─── Data records ───
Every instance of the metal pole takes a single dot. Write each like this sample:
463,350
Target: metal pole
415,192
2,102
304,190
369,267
───
─── Data records ───
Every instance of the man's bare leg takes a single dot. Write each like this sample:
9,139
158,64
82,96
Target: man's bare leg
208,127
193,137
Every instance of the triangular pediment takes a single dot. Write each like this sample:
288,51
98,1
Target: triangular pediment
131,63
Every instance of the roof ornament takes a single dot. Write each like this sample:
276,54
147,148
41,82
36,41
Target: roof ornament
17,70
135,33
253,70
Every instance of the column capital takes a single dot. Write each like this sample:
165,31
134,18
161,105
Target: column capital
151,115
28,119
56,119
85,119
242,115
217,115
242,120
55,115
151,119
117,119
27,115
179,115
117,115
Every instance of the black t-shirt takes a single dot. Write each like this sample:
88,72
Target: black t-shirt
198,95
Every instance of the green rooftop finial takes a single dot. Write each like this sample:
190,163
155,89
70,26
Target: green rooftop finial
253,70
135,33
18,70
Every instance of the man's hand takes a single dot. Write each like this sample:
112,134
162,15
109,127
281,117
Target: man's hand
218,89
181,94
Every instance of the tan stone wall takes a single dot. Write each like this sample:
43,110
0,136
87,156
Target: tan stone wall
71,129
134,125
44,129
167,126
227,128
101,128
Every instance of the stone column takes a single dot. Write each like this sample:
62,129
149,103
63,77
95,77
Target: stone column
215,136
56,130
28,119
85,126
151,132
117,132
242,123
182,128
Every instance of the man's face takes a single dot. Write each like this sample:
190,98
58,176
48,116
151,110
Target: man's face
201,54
───
■ Problem details:
Please reproduce, exactly as they appear above, the lines from the line containing "Every instance of the triangular" up to and including the line containing "Every instance of the stone".

■ Task response:
Every instance of the triangular pediment takes a single dot. Write each like this sample:
288,51
98,1
Target: triangular pediment
131,63
Every instance of the roof ornament takes a single dot. Write each like this sample:
276,54
147,148
41,82
36,41
Target: roof ornament
17,70
135,33
253,70
Every instance of the column capital takes a single dot. Write each like this sample:
165,31
134,18
161,105
Target: column capital
151,115
28,119
56,119
85,119
242,115
217,115
242,120
55,115
151,119
117,119
27,115
179,115
117,115
Every instance of the black t-shirt takes a single dot. Write each like this sample:
88,72
Target: black t-shirt
198,95
Every instance of the green rooftop finial takes a single dot. Write each like this sample:
190,163
155,89
70,26
Target: green rooftop finial
253,70
135,33
18,70
Every instance of the man's hand takes a single dot. Write each like this sample:
112,134
162,15
109,127
281,117
Target: man's hand
218,89
181,94
Every instance of the tan stone wall takes a single dot. Write each like this sample:
43,110
0,136
87,156
Target: tan stone wall
71,129
134,125
44,129
167,126
227,128
101,128
Every instance of the stone column takes a single dot. Write each like this sample:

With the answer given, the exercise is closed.